### Your instructions
Copy out the full poster-relocation text word for word, with nothing changed.

### Page text
┌──
We are allowed to pick exactly one poster and relocate it to any other axis-aligned rectangular position of the same size. All other posters remain fixed. The question is whether there exists a choice of one poster and a new placement for it such that after the move, the entire 20 by 20 wall becomes fully covered.
The key constraint is small. With at most 10 rectangles and a grid of only 400 cells, any solution that explicitly reasons about individual cells or tries all subsets is already feasible. This immediately rules out any need for heavy optimization techniques. Even a solution that recomputes coverage from scratch for each candidate poster is acceptable because the constant factors are tiny.
A subtle failure case appears when reasoning only about total area. For example, suppose the uncovered cells have the same count as a poster area, but are split into two disconnected regions. In that case, moving a single rectangle cannot fix the situation, because a rectangle can only fill a single contiguous block. Similarly, even if the uncovered region is contiguous, it might not form a perfect rectangle, which again makes it impossible to fill exactly.
└──
### Extracted records
┌──
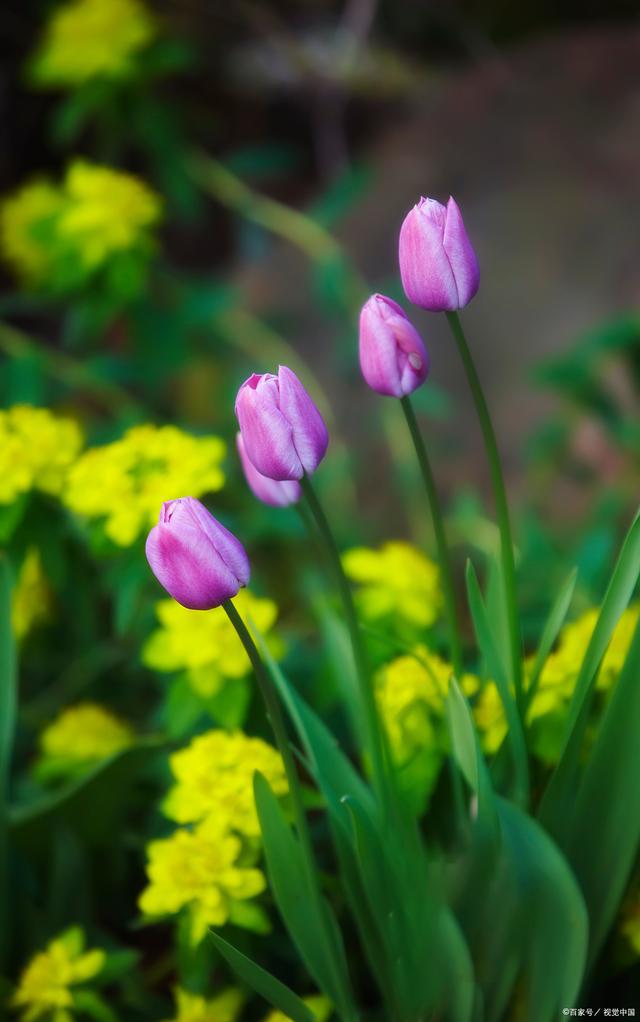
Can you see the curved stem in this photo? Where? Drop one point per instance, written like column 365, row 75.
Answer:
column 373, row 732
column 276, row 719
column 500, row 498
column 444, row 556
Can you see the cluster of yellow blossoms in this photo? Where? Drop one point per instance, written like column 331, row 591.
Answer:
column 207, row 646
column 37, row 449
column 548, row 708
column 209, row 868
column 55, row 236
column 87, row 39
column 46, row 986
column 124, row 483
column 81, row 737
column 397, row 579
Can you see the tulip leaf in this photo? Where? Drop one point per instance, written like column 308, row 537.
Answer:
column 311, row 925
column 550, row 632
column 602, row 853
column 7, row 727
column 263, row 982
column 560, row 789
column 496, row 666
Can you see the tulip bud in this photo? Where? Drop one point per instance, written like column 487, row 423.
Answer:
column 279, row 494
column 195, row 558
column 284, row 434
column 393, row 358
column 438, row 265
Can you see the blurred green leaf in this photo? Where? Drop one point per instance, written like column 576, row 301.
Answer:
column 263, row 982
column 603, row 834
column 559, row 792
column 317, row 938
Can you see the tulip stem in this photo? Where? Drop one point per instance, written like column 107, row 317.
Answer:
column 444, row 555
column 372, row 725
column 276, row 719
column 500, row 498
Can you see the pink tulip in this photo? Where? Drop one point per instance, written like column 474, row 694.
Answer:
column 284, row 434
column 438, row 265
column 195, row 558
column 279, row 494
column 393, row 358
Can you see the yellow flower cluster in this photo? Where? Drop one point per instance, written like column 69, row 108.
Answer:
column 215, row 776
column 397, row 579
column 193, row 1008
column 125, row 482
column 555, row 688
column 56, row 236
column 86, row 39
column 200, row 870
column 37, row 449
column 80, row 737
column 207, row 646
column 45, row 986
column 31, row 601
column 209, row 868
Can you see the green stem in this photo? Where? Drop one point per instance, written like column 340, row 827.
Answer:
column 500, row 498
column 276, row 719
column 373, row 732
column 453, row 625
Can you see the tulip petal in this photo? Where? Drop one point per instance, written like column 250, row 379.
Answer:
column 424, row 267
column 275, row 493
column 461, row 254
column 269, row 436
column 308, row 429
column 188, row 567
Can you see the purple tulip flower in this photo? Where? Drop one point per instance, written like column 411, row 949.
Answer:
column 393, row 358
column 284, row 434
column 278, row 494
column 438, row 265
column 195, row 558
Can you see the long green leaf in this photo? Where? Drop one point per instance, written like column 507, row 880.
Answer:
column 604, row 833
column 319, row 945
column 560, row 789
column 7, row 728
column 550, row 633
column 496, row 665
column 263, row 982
└──
### Solution for this exercise
We are allowed to pick exactly one poster and relocate it to any other axis-aligned rectangular position of the same size. All other posters remain fixed. The question is whether there exists a choice of one poster and a new placement for it such that after the move, the entire 20 by 20 wall becomes fully covered.
The key constraint is small. With at most 10 rectangles and a grid of only 400 cells, any solution that explicitly reasons about individual cells or tries all subsets is already feasible. This immediately rules out any need for heavy optimization techniques. Even a solution that recomputes coverage from scratch for each candidate poster is acceptable because the constant factors are tiny.
A subtle failure case appears when reasoning only about total area. For example, suppose the uncovered cells have the same count as a poster area, but are split into two disconnected regions. In that case, moving a single rectangle cannot fix the situation, because a rectangle can only fill a single contiguous block. Similarly, even if the uncovered region is contiguous, it might not form a perfect rectangle, which again makes it impossible to fill exactly.